━━ Task inputs
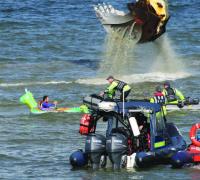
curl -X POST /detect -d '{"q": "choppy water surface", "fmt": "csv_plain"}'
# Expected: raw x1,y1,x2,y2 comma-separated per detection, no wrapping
0,0,200,179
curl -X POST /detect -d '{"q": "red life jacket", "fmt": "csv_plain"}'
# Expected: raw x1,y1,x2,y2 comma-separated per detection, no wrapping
153,92,166,105
79,114,95,135
154,92,164,96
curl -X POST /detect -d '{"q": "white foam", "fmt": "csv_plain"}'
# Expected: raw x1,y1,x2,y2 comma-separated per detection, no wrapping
0,81,71,87
191,164,200,170
76,72,191,85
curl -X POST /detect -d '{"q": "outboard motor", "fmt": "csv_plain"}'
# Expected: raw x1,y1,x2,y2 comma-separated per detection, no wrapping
85,133,106,169
106,133,128,169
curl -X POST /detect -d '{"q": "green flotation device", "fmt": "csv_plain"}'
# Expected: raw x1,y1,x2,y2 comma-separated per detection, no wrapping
20,89,38,110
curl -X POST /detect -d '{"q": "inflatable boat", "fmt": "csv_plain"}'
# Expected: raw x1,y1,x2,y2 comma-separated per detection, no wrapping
94,0,169,43
171,123,200,168
70,95,186,169
19,89,89,114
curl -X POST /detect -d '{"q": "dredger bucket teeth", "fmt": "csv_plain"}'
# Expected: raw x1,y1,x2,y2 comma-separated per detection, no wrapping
94,3,133,25
94,3,142,42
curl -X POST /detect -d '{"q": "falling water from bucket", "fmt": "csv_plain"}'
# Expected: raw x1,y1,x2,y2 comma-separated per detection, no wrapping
98,33,186,79
76,33,189,86
98,32,138,76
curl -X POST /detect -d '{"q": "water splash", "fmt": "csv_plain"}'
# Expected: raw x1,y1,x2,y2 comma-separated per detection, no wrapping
99,32,138,76
150,35,185,72
77,72,190,85
97,32,187,82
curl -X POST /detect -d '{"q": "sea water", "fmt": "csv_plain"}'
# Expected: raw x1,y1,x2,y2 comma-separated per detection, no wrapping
0,0,200,179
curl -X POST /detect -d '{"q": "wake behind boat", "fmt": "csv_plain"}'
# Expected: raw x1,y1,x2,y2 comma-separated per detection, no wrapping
19,89,89,114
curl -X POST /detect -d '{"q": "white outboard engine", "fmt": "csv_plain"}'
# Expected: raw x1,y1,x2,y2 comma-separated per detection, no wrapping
106,133,128,169
85,133,106,169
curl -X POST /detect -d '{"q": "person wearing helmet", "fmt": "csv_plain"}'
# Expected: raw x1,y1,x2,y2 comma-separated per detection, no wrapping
150,86,167,116
101,75,131,101
162,81,185,107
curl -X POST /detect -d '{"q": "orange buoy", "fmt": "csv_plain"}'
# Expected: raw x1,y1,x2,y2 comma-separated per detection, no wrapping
189,123,200,147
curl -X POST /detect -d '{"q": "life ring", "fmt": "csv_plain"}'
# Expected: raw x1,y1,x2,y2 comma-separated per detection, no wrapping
189,123,200,147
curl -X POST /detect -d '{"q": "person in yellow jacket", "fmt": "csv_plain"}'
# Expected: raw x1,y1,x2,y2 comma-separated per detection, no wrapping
150,86,167,117
162,81,185,107
102,76,131,101
101,76,131,137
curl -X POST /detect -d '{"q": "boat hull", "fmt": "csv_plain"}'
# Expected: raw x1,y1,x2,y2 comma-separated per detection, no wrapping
70,123,186,169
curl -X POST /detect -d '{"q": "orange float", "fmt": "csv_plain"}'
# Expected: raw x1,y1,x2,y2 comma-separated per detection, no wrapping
189,123,200,147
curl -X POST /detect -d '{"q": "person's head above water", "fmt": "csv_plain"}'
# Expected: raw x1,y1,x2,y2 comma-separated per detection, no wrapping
43,95,49,102
106,75,114,84
155,86,162,92
164,81,170,89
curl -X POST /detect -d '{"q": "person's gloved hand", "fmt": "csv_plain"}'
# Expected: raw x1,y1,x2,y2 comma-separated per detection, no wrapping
99,92,104,97
177,101,184,108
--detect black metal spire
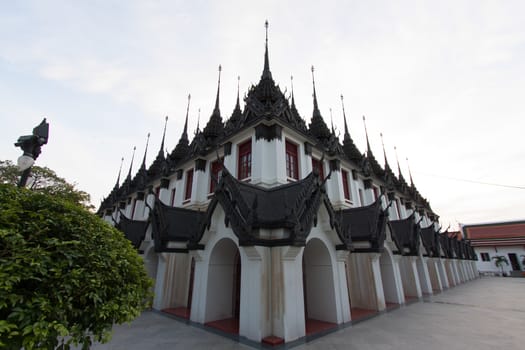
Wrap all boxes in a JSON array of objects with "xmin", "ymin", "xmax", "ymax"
[
  {"xmin": 214, "ymin": 65, "xmax": 222, "ymax": 113},
  {"xmin": 235, "ymin": 75, "xmax": 241, "ymax": 110},
  {"xmin": 140, "ymin": 132, "xmax": 150, "ymax": 170},
  {"xmin": 168, "ymin": 95, "xmax": 191, "ymax": 162},
  {"xmin": 330, "ymin": 108, "xmax": 335, "ymax": 134},
  {"xmin": 159, "ymin": 116, "xmax": 168, "ymax": 155},
  {"xmin": 290, "ymin": 75, "xmax": 296, "ymax": 108},
  {"xmin": 114, "ymin": 157, "xmax": 124, "ymax": 189},
  {"xmin": 262, "ymin": 20, "xmax": 272, "ymax": 80},
  {"xmin": 196, "ymin": 108, "xmax": 200, "ymax": 133},
  {"xmin": 341, "ymin": 94, "xmax": 349, "ymax": 138},
  {"xmin": 311, "ymin": 66, "xmax": 320, "ymax": 113},
  {"xmin": 183, "ymin": 94, "xmax": 190, "ymax": 140},
  {"xmin": 394, "ymin": 146, "xmax": 402, "ymax": 178},
  {"xmin": 363, "ymin": 115, "xmax": 372, "ymax": 155},
  {"xmin": 309, "ymin": 65, "xmax": 331, "ymax": 141},
  {"xmin": 203, "ymin": 65, "xmax": 224, "ymax": 141},
  {"xmin": 126, "ymin": 146, "xmax": 136, "ymax": 181},
  {"xmin": 407, "ymin": 157, "xmax": 415, "ymax": 187},
  {"xmin": 380, "ymin": 133, "xmax": 388, "ymax": 168}
]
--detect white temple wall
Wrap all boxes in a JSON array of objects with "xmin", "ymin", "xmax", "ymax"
[
  {"xmin": 347, "ymin": 253, "xmax": 385, "ymax": 311},
  {"xmin": 399, "ymin": 256, "xmax": 422, "ymax": 298},
  {"xmin": 416, "ymin": 256, "xmax": 433, "ymax": 295},
  {"xmin": 427, "ymin": 258, "xmax": 443, "ymax": 292},
  {"xmin": 379, "ymin": 247, "xmax": 404, "ymax": 304}
]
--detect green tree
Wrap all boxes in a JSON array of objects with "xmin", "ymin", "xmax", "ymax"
[
  {"xmin": 0, "ymin": 184, "xmax": 152, "ymax": 350},
  {"xmin": 492, "ymin": 255, "xmax": 509, "ymax": 276},
  {"xmin": 0, "ymin": 160, "xmax": 93, "ymax": 210}
]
━━━━
▶ [Aim of the exercise]: Scan the records for the string "life" and report each line where it occurs.

▶ [Expected answer]:
curl -X POST /detect -d '{"q": "red life jacket", "fmt": "csv_plain"}'
curl -X POST /detect -d '{"q": "life ring", "fmt": "csv_plain"}'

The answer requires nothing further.